:: TEXT SHOWN ::
Medications That Delay Donation

Most common medications, including those for high blood pressure, cholesterol, and thyroid conditions, do not disqualify you. But certain drugs require a waiting period because they can harm a blood recipient or indicate a condition that makes donation unsafe.

  • Isotretinoin (acne medication): 1 month after your last dose
  • Blood thinners like warfarin, apixaban, or rivaroxaban: 7 days
  • Antiplatelet drugs like clopidogrel: 14 days
  • Finasteride (used for hair loss or prostate symptoms): 6 months
  • Oral HIV prevention drugs (PrEP/PEP): 3 months
  • Injectable HIV prevention: 2 years
  • HIV treatment medications: permanent deferral

Antibiotics are a special case. If you’re taking them for an active infection, you can donate 24 hours after your last dose as long as you have no remaining signs of infection. Antibiotics taken for acne don’t require any waiting period at all.

Colds, Flu, and Recent Illness

If you’ve had a cold or the flu, you need to be completely symptom-free for 48 hours before donating. That means no lingering cough, congestion, or fever. The concern isn’t that your cold virus would infect the recipient through the blood supply. It’s that donating while your body is still fighting something off can make you feel significantly worse.

Tattoos and Piercings

A tattoo does not automatically disqualify you. In most states, if you got your tattoo at a state-regulated facility that uses sterile needles and single-use ink, you can donate with no waiting period. If the facility wasn’t regulated by the state, you’ll need to wait three months.

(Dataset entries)
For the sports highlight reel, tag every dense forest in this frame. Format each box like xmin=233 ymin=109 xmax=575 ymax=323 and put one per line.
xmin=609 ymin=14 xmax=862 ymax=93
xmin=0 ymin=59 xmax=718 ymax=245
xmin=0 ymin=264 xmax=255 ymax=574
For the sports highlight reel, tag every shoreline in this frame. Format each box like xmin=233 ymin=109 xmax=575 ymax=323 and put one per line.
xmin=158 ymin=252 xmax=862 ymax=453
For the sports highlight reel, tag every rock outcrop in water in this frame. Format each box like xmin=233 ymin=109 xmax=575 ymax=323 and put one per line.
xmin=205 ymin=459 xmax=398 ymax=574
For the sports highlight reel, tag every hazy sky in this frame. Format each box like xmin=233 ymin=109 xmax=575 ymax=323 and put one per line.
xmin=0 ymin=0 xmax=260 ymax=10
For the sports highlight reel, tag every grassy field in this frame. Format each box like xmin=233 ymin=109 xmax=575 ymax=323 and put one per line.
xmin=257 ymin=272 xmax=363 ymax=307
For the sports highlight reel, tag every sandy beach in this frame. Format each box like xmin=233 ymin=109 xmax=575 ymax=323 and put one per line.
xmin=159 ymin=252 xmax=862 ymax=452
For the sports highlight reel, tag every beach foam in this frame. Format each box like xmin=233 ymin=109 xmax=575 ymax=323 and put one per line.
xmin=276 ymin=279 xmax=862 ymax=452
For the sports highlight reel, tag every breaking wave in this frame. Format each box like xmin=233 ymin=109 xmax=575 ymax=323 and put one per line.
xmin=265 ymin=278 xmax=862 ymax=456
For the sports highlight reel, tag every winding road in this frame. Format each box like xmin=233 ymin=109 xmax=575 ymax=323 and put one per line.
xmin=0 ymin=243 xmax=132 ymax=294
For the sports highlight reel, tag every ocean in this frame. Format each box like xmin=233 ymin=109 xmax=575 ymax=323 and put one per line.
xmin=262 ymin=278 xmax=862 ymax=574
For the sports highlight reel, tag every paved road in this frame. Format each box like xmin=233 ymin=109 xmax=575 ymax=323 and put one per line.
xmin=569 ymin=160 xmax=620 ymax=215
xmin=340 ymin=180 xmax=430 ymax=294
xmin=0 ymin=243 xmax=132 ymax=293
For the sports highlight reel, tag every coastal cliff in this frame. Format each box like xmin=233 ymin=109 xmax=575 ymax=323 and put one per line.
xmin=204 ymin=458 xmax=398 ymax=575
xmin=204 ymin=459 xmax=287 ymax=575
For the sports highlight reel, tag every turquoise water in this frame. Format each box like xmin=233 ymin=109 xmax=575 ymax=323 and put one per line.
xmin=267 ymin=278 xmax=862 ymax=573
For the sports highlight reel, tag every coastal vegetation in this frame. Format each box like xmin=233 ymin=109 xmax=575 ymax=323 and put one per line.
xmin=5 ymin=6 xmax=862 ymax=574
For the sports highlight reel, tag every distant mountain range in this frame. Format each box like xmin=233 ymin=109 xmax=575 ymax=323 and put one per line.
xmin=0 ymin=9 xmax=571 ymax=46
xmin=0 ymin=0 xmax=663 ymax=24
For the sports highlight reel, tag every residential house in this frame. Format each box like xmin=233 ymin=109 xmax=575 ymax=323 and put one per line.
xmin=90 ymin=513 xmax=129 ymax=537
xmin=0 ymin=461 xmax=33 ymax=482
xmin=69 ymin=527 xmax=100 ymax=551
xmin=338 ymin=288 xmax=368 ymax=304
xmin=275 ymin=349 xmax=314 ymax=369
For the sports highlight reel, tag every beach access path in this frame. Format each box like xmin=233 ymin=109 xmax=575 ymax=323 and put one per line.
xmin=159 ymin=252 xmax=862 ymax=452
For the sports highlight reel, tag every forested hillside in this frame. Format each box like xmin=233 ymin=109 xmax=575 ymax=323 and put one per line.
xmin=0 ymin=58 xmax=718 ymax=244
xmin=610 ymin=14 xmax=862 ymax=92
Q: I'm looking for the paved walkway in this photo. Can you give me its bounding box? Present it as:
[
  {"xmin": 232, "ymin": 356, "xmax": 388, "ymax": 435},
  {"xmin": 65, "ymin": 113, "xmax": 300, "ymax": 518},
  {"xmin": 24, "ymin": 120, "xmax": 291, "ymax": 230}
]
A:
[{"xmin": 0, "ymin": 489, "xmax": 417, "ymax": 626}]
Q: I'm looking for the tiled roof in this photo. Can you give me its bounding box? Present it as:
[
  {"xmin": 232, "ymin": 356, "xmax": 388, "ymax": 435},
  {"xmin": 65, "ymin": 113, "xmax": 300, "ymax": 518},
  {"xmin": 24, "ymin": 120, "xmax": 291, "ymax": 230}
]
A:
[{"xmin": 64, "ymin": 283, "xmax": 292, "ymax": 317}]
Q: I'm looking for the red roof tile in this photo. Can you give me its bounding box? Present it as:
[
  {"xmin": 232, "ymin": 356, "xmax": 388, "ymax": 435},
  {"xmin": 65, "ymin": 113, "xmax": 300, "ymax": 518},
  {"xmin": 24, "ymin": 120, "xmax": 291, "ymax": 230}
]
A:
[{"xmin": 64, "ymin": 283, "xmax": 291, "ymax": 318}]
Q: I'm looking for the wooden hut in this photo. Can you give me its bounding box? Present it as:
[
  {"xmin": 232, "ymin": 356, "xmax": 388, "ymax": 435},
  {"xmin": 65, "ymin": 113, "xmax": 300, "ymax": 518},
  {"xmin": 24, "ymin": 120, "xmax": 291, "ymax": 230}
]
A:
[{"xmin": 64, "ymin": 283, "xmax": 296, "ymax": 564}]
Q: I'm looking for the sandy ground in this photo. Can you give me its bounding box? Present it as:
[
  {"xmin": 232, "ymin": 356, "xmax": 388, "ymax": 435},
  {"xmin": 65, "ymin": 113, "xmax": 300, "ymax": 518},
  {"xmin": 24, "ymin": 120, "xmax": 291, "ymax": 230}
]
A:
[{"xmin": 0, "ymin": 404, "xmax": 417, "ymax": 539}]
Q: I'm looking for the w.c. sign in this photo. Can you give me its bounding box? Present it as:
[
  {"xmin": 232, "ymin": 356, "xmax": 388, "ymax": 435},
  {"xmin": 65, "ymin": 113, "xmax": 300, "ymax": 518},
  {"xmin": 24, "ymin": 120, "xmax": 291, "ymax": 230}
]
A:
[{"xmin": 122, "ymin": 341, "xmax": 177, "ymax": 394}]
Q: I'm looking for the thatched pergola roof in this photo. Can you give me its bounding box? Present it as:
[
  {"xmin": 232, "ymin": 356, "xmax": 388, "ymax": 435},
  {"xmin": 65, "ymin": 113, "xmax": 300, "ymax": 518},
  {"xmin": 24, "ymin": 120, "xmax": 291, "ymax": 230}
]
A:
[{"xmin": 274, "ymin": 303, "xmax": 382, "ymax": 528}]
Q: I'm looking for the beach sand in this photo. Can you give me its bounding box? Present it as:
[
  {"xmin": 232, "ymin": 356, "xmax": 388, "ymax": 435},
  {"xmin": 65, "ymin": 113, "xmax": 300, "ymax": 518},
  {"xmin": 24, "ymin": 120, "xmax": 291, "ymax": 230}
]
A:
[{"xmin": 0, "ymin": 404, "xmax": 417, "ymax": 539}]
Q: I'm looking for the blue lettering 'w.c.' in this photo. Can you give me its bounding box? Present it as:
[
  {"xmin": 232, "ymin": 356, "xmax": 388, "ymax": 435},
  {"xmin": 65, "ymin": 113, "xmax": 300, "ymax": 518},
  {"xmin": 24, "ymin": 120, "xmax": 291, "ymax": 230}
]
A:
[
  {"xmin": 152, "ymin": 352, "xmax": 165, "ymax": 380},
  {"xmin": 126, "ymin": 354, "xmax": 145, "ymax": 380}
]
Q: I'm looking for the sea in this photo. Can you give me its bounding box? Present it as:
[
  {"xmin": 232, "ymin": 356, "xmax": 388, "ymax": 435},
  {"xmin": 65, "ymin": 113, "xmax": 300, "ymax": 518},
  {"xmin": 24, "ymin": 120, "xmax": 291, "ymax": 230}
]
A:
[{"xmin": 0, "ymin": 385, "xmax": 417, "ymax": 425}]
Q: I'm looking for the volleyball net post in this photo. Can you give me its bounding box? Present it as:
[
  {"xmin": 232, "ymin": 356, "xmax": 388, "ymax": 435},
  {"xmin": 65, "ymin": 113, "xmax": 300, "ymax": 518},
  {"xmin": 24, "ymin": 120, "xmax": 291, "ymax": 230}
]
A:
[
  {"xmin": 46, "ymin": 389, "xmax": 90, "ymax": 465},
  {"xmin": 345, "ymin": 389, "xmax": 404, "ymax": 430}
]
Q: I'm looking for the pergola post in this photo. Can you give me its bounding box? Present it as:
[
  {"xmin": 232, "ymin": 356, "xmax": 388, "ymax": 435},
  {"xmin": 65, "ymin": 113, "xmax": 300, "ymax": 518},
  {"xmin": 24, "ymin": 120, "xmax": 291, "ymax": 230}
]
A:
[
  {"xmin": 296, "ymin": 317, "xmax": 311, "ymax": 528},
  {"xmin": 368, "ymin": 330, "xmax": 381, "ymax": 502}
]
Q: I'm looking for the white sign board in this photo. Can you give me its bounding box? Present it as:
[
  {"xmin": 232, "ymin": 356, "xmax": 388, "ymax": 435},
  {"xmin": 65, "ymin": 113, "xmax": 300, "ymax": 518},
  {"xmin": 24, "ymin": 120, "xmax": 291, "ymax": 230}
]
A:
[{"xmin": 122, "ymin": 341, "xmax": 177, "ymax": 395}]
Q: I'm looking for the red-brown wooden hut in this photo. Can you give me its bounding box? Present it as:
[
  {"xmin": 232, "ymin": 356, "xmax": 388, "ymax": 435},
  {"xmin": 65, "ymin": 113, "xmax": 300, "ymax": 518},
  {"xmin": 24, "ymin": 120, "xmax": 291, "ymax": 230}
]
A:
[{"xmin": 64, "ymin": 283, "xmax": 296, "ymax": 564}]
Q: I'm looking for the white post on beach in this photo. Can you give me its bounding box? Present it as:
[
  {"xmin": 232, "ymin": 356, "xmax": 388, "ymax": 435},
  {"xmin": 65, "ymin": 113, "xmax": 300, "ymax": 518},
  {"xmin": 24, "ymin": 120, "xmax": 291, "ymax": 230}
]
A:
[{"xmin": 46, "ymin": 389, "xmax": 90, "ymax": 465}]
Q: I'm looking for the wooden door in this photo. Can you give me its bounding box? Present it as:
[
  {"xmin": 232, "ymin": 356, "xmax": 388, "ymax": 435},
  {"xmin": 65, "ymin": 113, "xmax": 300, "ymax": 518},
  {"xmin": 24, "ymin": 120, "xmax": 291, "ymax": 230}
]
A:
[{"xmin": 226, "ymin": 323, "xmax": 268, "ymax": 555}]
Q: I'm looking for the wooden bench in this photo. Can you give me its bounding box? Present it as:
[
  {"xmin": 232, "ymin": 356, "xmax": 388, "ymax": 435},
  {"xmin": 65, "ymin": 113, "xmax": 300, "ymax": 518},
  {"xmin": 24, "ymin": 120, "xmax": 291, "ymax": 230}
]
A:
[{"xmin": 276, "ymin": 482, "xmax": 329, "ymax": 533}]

:: ACTIONS TO TAKE ::
(a) Quote the blood donation guidance from "If you’ve had" to "feel significantly worse.".
(b) Summarize the blood donation guidance in two sentences.

:: PER-TASK ANSWERS ::
(a)
If you’ve had a cold or the flu, you need to be completely symptom-free for 48 hours before donating. That means no lingering cough, congestion, or fever. The concern isn’t that your cold virus would infect the recipient through the blood supply. It’s that donating while your body is still fighting something off can make you feel significantly worse.

(b) Most common medications do not disqualify donors, but drugs such as isotretinoin, blood thinners, antiplatelet drugs, finasteride, and HIV prevention or treatment medications carry waiting periods that range from 7 days to permanent deferral. Antibiotics for an active infection allow donation 24 hours after the last dose if no signs of infection remain, a cold or flu requires 48 symptom-free hours, and a tattoo from a state-regulated facility needs no wait while one from an unregulated facility requires three months.